▸ **Labeled contour entries**
■ ■ ■ ■ ■ ■ ■

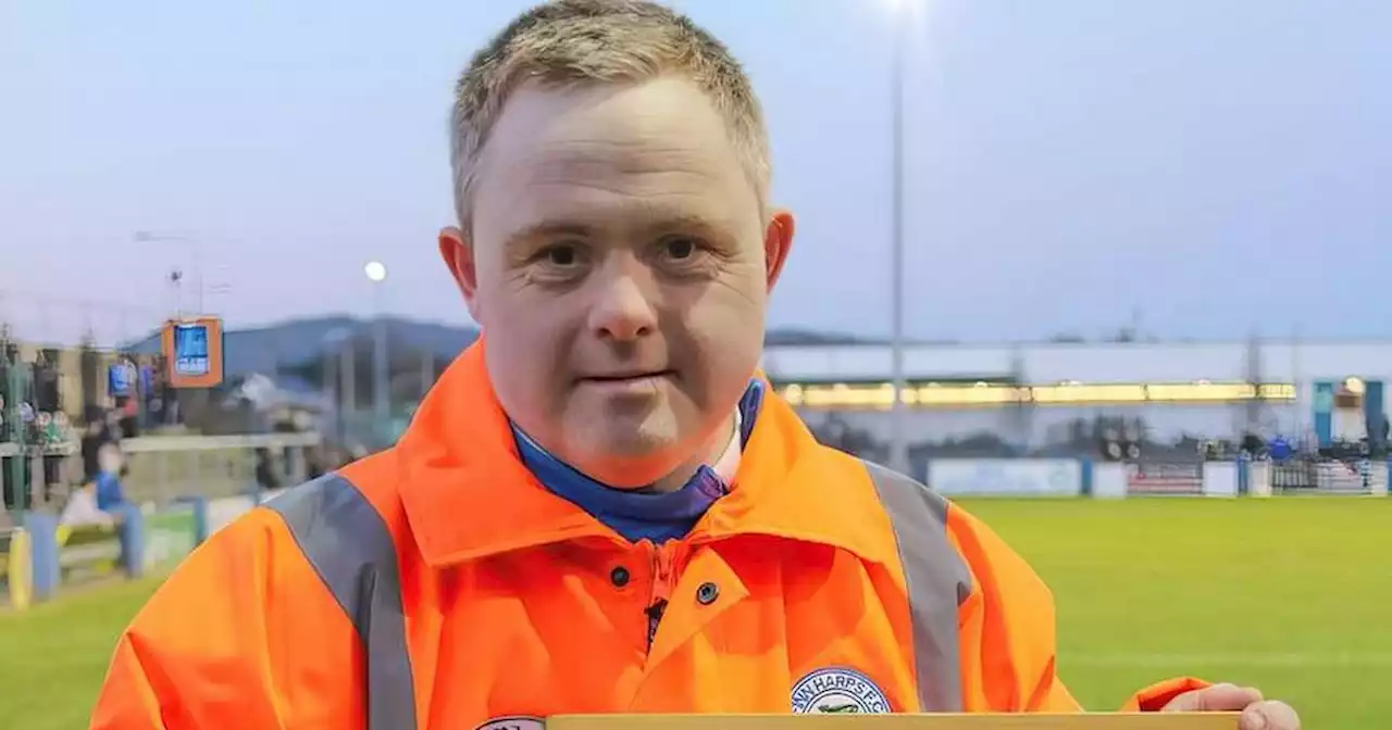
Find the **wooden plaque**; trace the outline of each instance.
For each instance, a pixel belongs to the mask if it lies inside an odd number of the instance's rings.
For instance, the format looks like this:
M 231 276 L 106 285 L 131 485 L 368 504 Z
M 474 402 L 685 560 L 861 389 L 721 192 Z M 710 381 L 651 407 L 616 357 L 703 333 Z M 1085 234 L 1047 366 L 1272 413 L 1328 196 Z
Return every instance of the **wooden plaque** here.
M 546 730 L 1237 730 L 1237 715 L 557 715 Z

■ ■ ■ ■ ■ ■ ■

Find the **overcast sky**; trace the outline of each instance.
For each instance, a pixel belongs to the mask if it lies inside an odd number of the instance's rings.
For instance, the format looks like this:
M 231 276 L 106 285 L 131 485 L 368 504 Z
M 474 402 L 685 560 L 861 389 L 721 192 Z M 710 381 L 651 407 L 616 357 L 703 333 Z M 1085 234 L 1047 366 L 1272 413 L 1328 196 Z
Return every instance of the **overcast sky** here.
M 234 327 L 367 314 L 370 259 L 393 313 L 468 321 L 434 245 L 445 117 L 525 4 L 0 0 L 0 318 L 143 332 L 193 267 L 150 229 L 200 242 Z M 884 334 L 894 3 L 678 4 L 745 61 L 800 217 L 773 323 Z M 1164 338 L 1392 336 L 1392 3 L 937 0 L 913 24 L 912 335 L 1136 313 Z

■ ■ ■ ■ ■ ■ ■

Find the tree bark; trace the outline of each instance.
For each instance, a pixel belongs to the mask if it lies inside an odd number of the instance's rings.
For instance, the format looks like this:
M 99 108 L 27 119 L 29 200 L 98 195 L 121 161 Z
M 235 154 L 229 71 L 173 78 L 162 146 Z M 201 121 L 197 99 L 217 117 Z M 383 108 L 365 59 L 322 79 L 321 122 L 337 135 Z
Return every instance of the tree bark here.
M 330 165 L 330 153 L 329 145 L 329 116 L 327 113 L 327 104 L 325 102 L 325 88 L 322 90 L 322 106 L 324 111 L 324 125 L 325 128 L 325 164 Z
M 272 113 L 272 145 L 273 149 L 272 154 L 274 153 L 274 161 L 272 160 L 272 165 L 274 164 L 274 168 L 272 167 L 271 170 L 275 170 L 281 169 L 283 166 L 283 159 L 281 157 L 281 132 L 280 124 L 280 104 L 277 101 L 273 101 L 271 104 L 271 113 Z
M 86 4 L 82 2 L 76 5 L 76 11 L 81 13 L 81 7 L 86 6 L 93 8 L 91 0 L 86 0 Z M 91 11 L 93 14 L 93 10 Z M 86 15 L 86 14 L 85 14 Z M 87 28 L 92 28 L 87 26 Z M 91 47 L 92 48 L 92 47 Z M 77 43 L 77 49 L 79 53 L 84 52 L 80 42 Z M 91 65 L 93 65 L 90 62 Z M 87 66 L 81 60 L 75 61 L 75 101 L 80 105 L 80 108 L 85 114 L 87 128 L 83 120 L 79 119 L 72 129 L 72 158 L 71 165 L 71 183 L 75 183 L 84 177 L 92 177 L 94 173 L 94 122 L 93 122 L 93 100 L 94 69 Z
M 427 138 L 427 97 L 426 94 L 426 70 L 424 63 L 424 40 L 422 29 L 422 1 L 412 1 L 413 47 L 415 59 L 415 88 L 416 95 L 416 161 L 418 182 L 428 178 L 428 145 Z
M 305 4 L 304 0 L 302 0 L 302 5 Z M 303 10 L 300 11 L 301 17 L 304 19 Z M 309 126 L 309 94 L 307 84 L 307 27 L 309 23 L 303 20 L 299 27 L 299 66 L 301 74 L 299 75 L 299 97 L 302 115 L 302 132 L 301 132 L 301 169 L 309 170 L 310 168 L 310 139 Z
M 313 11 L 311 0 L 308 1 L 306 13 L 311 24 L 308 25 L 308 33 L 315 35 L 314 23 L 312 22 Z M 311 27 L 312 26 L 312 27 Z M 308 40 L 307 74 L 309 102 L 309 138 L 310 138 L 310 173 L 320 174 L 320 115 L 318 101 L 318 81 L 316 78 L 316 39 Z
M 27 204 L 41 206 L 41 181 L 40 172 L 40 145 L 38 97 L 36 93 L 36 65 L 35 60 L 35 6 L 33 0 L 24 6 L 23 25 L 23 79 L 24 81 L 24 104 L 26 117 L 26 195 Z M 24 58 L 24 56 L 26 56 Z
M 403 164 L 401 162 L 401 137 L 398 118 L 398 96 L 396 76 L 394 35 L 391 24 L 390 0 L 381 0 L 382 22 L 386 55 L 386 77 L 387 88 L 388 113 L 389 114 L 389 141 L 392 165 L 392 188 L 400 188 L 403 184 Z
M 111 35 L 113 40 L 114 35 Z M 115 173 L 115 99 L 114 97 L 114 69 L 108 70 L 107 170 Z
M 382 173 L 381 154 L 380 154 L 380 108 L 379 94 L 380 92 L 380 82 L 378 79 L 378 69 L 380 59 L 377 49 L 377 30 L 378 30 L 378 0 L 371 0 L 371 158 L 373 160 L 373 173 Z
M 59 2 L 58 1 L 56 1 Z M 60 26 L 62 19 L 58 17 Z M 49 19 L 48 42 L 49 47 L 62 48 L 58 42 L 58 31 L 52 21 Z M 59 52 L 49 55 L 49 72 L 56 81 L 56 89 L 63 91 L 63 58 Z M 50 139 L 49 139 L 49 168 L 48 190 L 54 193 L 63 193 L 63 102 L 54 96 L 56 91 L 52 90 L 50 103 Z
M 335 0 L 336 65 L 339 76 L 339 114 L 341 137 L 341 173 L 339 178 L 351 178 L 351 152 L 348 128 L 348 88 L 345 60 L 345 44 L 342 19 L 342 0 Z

■ ■ ■ ■ ■ ■ ■

Present the lines starting at the one containing "Find the **overcast" and ending at the one containing "M 234 327 L" as a Markdown table with the columns Row and Line, omitting any blank lines.

▸ **FINAL RESULT**
| Row | Line |
|---|---|
| 1 | Find the **overcast sky**; trace the outline of each instance. |
| 2 | For each instance, a pixel belongs to the mask if it lies inside an odd number of the instance's rings. |
| 3 | For instance, the format looks like this: |
| 4 | M 231 276 L 106 285 L 131 485 L 368 504 Z |
| 5 | M 474 402 L 685 560 L 861 389 L 721 192 Z M 710 381 L 651 407 L 616 357 L 703 333 Z M 1085 234 L 1047 366 L 1272 413 L 1328 196 Z |
| 6 | Return every instance of the **overcast sky** here. |
| 7 | M 234 327 L 367 314 L 370 259 L 393 313 L 468 321 L 434 245 L 445 117 L 525 4 L 0 0 L 0 318 L 143 332 L 193 267 L 150 229 L 200 242 Z M 884 334 L 894 3 L 678 4 L 745 61 L 800 217 L 773 323 Z M 1164 338 L 1392 336 L 1392 3 L 937 0 L 913 24 L 912 335 L 1136 313 Z |